▶ **TASKS TO COMPLETE**:
1. List the tribal nations that the letter on Bears Ears National Monument names as members of the Bears Ears Inter-Tribal Coalition.
2. Translate this sentence from the letter on Bears Ears National Monument into Spanish: "The growing gap between the rich and the poor is not a local phenomenon."
3. In the letter on Bears Ears National Monument, write down the passage from "What Mr. Green" up to and including "of the region.".

▶ **TEXT SEGMENT**:
In response to Kelly Mike Green’s The View column “Public Lands Expansion Syndrome,” printed in our Sept. 26 - Oct. 2 edition.
While I agree with Mr. Green’s desire to create sustainable economies in southern Utah and throughout the rural west, his entire article is based on a false notion that public lands are “expanding.”
Mr. Green cites Bears Ears National Monument (BENM) as a specific example where environmental non-profit groups and outdoor retailers use “propaganda” to sway public opinion and outlaw any and all extractive uses such as logging and ranching. In reality, these lands have been managed by the federal government for decades, and continue to be managed by the USFS and BLM, while allowing for pre-monument designation uses such as grazing and timber harvesting consistent with the proper care and management of the national monument. Additionally, travel management plans allow for off-highway vehicle use on existing roads.
What Mr. Green suggests as “Public Lands Expansion Syndrome” is actually a step towards a more equitable and provident management plan for our public lands. BENM was a truly Native American Monument. Its inception by the Bears Ears Inter-Tribal Coalition consisting of Hopi, Zuni, Ute Mountain Ute, Uintah and Ouray Ute, and Navajo nations was a long-overdue and essential step towards preserving irreplaceable cultural resources and beginning a long journey of intercultural and intergenerational healing. To suggest that the Utah Diné Bikeyah is acting under the “guise of saving the environment” is not only offensive, but it lacks a basic understanding of the history and power dynamics of the region.
Mr. Green is also worried about the inability to mine minerals like uranium and drill for oil in a national monument because it may take away “well-paying jobs”, forcing local residents to move away. The growing gap between the rich and the poor is not a local phenomenon. Attributing rural poverty to national environmental groups is problematic at best. The real problem is our societies’ insatiable thirst for energy and raw materials, the lack of consumer options for change, and the economic behemoth of corporate capitalism.

▶ **PROVIDED RECORDS**:
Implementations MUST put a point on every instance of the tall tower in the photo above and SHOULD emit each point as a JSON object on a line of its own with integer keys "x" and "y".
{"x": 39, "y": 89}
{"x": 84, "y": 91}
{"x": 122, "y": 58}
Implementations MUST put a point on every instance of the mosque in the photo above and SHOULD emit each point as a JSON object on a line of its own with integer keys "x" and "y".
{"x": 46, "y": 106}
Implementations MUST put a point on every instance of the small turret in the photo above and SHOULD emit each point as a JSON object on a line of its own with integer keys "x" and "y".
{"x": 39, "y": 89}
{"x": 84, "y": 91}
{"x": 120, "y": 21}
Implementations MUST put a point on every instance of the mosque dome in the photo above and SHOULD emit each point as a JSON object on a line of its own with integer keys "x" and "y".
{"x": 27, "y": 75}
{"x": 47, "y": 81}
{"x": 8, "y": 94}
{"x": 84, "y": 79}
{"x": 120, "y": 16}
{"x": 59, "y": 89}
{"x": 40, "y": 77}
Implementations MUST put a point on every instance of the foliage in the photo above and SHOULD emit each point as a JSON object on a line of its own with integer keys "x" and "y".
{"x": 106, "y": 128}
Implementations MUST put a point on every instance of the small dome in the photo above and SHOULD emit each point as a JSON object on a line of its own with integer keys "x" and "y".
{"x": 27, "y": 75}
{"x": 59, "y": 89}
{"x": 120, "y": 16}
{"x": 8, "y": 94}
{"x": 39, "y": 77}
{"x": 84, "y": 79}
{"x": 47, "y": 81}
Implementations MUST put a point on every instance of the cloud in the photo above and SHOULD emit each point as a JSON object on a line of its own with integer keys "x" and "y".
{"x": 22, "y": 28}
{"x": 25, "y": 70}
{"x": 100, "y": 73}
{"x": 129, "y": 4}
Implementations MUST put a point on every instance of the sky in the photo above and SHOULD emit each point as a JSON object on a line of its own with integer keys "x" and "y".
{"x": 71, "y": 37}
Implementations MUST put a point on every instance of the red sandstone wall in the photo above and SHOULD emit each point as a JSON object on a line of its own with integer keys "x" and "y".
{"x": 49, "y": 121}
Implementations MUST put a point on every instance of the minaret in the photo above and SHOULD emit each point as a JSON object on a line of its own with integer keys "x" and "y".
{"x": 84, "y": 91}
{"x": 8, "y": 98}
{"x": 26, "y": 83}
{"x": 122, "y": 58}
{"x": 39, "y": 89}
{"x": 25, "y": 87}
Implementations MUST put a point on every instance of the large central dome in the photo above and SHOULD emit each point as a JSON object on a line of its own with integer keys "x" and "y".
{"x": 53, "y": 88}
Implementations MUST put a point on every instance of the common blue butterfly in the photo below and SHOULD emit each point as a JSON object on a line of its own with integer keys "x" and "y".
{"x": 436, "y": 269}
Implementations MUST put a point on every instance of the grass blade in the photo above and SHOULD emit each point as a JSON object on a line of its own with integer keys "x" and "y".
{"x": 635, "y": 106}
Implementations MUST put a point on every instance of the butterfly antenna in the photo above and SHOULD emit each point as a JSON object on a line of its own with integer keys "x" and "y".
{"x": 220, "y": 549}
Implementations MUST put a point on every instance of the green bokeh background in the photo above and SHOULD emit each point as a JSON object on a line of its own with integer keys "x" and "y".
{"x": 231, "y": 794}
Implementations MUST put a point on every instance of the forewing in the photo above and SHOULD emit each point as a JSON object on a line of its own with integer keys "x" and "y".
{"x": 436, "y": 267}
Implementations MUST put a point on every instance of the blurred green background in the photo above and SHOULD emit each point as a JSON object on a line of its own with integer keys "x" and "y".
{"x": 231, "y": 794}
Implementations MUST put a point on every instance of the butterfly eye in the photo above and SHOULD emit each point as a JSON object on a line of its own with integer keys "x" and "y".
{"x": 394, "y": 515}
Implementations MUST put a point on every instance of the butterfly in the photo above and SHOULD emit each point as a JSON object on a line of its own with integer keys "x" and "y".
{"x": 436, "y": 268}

---

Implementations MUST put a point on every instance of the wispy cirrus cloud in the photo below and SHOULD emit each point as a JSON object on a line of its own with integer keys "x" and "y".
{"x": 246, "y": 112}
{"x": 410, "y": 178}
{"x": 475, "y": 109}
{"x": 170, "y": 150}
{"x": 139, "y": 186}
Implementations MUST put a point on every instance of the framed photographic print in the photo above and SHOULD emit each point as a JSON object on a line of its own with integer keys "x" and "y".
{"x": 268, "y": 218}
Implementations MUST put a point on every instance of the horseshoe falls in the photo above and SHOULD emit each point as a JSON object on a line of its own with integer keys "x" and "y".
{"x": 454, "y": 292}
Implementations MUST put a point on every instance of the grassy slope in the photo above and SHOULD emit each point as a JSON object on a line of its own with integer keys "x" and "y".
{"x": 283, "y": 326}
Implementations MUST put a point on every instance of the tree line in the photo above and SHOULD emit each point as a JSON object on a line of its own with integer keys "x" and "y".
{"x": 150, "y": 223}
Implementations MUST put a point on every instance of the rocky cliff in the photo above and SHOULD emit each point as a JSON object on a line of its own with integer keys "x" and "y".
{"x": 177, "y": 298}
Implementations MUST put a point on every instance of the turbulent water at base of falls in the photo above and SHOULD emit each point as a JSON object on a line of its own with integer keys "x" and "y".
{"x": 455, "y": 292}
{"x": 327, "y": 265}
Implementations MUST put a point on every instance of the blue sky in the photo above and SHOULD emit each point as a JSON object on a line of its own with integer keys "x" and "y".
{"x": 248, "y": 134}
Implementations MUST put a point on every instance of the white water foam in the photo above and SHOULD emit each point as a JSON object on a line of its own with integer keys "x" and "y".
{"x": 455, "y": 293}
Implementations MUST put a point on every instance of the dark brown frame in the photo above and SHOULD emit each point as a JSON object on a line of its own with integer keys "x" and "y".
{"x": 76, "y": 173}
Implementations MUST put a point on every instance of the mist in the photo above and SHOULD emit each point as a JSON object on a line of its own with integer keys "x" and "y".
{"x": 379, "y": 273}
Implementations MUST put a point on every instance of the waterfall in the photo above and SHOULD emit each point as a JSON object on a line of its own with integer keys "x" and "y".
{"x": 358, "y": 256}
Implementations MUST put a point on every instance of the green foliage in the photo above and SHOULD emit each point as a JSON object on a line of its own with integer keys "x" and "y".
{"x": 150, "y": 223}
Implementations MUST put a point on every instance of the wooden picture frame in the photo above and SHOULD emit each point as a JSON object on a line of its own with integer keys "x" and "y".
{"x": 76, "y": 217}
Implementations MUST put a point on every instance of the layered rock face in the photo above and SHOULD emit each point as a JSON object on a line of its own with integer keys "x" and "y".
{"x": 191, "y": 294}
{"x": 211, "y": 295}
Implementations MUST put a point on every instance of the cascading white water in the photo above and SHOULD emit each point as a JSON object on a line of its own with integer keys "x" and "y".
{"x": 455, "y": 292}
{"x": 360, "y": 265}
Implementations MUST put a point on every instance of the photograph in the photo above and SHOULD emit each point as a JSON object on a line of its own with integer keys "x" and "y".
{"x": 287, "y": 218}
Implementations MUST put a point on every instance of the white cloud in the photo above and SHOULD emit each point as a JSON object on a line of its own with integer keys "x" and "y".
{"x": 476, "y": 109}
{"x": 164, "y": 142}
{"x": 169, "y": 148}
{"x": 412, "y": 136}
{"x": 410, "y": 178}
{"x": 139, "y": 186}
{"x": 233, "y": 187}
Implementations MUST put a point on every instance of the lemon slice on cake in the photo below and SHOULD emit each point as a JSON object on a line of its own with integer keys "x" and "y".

...

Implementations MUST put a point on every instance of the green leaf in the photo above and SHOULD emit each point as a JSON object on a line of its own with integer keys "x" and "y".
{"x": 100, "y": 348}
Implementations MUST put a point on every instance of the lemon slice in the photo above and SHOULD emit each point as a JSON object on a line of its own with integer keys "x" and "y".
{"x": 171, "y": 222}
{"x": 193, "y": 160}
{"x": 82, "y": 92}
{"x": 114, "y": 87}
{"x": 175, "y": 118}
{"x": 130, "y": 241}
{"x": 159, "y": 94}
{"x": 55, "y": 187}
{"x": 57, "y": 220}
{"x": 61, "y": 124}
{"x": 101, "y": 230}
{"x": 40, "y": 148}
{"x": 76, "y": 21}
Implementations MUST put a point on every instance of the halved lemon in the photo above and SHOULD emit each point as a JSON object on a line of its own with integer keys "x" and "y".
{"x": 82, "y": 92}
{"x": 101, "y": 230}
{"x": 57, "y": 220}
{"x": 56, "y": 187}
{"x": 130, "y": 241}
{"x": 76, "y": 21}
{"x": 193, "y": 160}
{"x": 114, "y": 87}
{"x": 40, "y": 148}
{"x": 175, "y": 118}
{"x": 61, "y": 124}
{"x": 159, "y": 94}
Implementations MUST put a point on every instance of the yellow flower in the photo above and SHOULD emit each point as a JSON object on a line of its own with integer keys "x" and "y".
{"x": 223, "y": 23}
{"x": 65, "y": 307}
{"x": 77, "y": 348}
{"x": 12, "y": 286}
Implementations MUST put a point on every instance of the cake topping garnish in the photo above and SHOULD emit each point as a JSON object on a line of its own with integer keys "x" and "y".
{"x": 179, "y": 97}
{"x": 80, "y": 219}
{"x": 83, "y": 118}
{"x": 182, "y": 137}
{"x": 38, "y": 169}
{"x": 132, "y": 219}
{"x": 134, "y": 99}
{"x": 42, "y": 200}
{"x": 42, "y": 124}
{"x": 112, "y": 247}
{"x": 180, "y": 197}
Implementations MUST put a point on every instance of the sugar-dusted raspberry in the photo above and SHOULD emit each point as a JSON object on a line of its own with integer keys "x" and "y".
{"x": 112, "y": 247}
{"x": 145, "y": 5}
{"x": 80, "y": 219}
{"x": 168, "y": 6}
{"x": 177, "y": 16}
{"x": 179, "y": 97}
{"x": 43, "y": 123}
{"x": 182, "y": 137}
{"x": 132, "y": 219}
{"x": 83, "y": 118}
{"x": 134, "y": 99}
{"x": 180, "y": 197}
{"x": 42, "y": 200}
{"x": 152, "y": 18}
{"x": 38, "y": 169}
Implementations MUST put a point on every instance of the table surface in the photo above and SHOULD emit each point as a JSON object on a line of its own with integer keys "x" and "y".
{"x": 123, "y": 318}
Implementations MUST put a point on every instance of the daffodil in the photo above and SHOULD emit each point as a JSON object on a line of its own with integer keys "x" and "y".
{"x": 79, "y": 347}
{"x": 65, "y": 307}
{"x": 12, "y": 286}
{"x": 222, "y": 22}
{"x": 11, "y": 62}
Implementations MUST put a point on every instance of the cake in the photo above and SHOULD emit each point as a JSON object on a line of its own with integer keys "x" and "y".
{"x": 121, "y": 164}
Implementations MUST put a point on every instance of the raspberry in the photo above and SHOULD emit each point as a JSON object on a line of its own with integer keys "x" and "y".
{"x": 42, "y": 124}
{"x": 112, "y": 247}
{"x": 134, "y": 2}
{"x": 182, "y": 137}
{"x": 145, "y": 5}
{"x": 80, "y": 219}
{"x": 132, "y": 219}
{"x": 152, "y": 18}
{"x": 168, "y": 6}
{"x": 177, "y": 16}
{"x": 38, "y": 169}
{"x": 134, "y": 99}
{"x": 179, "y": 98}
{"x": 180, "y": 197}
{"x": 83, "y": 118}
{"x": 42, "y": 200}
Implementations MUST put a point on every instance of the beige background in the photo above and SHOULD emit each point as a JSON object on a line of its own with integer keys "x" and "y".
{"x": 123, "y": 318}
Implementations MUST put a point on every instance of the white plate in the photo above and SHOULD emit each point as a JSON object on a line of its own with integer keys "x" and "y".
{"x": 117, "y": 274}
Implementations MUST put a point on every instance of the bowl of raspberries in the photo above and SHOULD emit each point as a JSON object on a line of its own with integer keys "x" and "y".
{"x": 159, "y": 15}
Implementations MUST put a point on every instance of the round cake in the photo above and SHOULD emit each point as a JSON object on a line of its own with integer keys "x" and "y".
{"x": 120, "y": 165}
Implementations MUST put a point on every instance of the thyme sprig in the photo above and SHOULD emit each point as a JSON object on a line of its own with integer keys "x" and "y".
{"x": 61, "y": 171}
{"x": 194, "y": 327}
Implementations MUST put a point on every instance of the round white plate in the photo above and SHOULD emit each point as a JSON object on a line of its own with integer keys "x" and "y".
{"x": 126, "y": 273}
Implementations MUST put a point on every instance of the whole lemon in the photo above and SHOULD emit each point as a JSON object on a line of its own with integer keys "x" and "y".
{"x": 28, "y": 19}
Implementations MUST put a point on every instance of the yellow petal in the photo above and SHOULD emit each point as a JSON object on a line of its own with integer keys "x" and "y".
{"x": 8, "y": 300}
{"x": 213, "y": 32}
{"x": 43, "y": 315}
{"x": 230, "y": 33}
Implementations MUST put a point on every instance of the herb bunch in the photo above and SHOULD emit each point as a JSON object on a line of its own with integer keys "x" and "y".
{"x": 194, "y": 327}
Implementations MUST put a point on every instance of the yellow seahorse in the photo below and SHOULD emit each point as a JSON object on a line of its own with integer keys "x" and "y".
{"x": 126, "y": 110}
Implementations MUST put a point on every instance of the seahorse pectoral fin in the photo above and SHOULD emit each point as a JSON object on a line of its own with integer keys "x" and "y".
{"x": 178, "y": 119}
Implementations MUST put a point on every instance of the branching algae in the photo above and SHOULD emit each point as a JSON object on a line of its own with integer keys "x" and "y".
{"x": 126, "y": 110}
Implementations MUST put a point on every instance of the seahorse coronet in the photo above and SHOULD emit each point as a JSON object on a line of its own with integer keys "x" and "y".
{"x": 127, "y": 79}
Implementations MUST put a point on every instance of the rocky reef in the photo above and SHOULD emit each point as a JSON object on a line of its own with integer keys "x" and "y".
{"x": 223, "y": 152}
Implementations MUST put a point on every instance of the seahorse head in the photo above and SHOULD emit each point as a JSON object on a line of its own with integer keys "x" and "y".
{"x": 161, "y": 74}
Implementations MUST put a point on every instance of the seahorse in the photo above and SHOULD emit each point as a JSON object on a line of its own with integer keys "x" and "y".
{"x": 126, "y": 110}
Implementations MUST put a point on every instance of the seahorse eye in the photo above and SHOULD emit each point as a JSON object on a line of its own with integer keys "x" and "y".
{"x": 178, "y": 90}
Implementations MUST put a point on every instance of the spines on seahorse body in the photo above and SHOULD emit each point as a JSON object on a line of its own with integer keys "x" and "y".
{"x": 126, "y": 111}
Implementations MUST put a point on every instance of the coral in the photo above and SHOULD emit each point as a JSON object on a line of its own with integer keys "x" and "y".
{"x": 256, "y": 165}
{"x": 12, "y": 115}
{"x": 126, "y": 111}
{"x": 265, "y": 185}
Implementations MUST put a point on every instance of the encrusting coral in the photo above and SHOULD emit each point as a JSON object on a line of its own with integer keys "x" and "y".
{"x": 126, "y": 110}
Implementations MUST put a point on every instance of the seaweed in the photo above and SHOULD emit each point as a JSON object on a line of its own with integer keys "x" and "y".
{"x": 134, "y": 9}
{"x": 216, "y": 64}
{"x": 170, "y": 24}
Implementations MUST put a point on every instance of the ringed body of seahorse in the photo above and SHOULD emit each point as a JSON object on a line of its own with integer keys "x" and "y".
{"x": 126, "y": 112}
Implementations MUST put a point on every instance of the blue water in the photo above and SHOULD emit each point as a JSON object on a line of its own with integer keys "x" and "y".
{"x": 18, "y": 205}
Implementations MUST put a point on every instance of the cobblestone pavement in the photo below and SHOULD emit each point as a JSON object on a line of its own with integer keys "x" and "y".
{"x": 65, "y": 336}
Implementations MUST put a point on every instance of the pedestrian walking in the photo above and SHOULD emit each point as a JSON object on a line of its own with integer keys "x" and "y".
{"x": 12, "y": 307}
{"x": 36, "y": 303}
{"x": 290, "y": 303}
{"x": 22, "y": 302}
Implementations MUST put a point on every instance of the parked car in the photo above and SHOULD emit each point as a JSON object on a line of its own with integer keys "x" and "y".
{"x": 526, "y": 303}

▶ **SOLUTIONS TO THE TASKS**:
1. Hopi, Zuni, Ute Mountain Ute, Uintah and Ouray Ute, Navajo

2. La creciente brecha entre los ricos y los pobres no es un fenómeno local.

3.
What Mr. Green suggests as “Public Lands Expansion Syndrome” is actually a step towards a more equitable and provident management plan for our public lands. BENM was a truly Native American Monument. Its inception by the Bears Ears Inter-Tribal Coalition consisting of Hopi, Zuni, Ute Mountain Ute, Uintah and Ouray Ute, and Navajo nations was a long-overdue and essential step towards preserving irreplaceable cultural resources and beginning a long journey of intercultural and intergenerational healing. To suggest that the Utah Diné Bikeyah is acting under the “guise of saving the environment” is not only offensive, but it lacks a basic understanding of the history and power dynamics of the region.